■ **Data in this exercise**
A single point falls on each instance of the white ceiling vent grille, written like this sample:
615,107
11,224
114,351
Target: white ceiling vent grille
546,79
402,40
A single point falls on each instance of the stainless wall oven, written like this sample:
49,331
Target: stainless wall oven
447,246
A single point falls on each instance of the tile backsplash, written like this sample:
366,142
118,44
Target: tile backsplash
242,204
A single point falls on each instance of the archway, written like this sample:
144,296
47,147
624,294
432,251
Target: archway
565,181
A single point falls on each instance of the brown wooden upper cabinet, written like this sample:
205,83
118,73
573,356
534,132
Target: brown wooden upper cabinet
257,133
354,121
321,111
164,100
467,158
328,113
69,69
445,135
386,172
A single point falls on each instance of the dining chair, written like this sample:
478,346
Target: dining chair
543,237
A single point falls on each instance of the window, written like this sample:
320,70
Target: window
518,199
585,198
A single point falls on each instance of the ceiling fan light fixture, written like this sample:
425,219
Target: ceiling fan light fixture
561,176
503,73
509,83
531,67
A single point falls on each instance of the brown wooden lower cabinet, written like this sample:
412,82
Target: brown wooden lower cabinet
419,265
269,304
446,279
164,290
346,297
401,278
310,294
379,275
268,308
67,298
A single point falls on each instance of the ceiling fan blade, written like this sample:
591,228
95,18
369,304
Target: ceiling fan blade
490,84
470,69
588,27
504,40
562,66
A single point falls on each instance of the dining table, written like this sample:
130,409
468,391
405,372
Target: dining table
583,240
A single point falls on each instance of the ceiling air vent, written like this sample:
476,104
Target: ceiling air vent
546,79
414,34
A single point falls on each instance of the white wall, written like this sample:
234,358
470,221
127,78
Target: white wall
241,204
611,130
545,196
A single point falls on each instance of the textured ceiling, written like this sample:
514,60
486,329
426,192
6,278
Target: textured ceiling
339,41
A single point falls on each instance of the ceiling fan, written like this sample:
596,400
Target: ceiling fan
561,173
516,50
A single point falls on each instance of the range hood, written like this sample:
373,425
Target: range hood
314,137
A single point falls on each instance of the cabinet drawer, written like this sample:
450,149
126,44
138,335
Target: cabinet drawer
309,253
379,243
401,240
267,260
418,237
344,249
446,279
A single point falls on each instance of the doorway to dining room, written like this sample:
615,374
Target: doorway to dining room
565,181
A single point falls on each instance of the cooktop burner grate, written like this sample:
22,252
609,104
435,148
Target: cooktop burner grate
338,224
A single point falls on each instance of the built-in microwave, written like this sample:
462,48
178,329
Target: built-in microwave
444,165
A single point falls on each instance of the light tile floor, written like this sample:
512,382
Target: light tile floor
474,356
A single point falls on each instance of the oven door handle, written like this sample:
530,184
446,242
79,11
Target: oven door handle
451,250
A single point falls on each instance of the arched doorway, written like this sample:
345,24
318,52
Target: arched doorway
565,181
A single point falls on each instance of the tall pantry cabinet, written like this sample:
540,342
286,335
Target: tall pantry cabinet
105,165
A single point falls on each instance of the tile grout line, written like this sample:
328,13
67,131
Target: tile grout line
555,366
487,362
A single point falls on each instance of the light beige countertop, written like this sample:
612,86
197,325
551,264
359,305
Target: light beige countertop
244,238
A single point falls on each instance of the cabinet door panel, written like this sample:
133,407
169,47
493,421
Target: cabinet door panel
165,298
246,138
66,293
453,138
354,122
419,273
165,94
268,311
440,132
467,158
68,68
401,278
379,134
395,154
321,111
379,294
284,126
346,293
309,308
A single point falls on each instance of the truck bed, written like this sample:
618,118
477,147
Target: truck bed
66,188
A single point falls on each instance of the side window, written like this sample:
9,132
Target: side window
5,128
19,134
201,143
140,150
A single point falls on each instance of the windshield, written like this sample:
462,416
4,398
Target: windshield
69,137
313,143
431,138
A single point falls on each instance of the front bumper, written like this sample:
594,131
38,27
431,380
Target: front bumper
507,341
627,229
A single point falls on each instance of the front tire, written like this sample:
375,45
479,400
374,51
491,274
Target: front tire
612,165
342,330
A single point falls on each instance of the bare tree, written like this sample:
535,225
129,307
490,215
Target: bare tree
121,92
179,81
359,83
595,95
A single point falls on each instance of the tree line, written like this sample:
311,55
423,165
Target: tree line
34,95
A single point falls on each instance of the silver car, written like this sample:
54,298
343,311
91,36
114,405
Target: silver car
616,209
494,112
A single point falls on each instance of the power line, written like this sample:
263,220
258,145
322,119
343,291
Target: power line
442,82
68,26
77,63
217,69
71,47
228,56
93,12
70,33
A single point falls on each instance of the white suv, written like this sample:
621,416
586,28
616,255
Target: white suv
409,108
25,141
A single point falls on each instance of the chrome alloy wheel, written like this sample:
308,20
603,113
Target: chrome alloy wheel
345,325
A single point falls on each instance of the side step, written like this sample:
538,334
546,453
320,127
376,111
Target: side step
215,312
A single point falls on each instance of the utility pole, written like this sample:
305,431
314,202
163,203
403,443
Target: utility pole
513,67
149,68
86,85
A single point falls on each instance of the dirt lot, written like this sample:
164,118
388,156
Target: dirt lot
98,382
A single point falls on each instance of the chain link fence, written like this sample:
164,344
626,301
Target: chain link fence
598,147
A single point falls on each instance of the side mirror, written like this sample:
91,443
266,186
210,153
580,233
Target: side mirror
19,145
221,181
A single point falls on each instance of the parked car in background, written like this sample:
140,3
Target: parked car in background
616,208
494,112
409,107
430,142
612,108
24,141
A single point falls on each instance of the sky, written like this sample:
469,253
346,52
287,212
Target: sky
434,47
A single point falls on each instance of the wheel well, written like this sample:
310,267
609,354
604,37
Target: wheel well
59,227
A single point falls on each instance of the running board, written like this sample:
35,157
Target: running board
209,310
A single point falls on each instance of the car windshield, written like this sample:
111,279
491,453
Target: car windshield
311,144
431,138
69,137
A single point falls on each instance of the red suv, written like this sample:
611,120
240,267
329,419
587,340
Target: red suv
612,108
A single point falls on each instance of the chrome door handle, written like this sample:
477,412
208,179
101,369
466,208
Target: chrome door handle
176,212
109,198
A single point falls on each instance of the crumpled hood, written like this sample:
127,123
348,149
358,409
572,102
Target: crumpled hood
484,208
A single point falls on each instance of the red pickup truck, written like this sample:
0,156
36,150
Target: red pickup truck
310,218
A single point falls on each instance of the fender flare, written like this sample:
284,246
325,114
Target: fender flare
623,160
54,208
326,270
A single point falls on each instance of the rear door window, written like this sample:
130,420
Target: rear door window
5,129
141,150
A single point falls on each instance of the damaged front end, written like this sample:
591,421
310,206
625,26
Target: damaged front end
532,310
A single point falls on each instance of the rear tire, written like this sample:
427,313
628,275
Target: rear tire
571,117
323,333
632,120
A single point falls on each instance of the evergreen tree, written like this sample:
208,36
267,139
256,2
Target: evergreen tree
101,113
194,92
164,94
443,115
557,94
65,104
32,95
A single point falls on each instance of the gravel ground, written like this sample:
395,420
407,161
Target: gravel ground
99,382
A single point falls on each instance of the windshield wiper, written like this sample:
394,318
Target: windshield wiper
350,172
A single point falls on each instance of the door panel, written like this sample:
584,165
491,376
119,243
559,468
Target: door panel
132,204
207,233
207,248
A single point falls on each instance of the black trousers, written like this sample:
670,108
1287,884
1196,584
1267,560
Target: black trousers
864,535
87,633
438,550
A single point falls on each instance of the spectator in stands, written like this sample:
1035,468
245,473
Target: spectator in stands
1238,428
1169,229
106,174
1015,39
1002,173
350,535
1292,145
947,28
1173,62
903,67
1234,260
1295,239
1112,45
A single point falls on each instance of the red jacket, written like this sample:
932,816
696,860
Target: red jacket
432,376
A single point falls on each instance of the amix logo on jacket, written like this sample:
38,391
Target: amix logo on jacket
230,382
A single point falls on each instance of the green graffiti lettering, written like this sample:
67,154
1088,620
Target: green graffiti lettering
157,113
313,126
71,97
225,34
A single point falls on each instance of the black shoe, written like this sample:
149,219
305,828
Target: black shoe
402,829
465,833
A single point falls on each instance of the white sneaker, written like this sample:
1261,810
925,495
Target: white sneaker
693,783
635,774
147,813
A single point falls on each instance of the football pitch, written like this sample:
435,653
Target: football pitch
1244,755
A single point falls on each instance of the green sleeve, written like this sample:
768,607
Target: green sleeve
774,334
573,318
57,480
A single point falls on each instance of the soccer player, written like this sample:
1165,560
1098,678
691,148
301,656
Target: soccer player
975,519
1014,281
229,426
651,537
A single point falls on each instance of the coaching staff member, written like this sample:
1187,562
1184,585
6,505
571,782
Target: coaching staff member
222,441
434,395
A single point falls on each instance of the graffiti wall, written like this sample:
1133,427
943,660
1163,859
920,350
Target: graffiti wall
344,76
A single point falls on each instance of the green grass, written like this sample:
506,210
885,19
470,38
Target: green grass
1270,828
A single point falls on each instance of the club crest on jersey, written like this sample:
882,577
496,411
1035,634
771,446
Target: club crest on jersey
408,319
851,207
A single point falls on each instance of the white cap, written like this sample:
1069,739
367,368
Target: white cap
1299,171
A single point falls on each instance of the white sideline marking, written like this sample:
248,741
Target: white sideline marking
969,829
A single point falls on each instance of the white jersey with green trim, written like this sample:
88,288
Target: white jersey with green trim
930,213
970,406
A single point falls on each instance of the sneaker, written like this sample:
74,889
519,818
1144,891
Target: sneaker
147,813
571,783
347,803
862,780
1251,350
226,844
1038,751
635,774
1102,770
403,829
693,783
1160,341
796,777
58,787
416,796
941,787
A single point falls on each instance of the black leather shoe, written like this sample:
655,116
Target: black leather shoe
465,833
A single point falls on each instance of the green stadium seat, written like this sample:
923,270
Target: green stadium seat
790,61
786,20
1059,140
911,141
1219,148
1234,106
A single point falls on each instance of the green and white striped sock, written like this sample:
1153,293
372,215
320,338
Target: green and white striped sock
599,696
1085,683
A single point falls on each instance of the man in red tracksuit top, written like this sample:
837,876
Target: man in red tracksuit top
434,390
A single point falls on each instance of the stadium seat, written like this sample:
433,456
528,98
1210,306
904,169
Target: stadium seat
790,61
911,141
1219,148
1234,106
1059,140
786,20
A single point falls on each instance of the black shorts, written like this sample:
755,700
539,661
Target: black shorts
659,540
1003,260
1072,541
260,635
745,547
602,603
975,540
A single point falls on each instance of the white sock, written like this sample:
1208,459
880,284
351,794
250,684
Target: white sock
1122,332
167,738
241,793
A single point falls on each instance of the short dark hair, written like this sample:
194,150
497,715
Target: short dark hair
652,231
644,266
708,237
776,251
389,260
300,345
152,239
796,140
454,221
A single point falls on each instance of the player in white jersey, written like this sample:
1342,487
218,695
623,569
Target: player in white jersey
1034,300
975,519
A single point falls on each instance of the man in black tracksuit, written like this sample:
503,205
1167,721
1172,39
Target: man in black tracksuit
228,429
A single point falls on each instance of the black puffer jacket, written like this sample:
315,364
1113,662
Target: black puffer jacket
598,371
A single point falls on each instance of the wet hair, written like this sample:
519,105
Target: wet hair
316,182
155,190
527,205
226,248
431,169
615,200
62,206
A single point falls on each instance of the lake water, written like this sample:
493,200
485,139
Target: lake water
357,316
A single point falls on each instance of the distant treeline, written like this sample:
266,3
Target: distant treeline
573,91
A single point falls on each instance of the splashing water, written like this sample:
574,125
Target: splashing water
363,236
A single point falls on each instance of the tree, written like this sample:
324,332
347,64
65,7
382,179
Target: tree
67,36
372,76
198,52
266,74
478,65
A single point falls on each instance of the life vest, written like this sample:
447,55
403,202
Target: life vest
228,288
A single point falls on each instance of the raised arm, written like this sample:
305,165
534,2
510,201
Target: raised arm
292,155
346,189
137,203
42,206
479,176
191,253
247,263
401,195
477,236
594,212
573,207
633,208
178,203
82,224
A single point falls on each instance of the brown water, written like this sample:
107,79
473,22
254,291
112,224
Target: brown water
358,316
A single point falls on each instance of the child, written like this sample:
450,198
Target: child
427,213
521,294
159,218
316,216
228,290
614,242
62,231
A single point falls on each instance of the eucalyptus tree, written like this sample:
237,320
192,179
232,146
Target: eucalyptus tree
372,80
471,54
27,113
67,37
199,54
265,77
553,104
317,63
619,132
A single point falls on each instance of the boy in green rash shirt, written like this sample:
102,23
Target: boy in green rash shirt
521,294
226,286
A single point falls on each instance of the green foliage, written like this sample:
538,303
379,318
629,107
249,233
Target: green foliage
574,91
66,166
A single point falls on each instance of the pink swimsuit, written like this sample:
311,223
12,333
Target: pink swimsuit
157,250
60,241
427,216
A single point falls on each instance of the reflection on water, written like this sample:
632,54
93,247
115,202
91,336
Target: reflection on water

■ **Instructions for the task**
Find the line containing "A single point falls on each instance of the child, written", then output it and every line after it to the end of the data, exactly.

■ **Exercise solution**
A single point falls on each instance of the child, written like this sample:
450,198
Target: child
427,213
521,294
159,218
316,216
228,290
614,242
62,231
A single point falls on each instance of the eucalyptus tree, written like this sample:
237,320
192,179
232,146
Target: eucalyptus tree
372,80
471,54
27,113
67,37
199,54
265,77
553,104
317,63
619,132
A single point falls on each instance of the boy in green rash shirt, written like this sample:
102,23
Target: boy in green rash shirt
521,294
226,286
A single point falls on each instance of the green foliage, written like this sample:
538,303
379,318
629,107
249,233
Target: green foliage
574,91
66,166
A single point falls on each instance of the pink swimsuit, written like this sample:
311,223
12,333
Target: pink swimsuit
157,250
60,241
427,216
A single point falls on each instance of the reflection on water, written like this sample:
632,54
93,247
115,202
91,336
Target: reflection on water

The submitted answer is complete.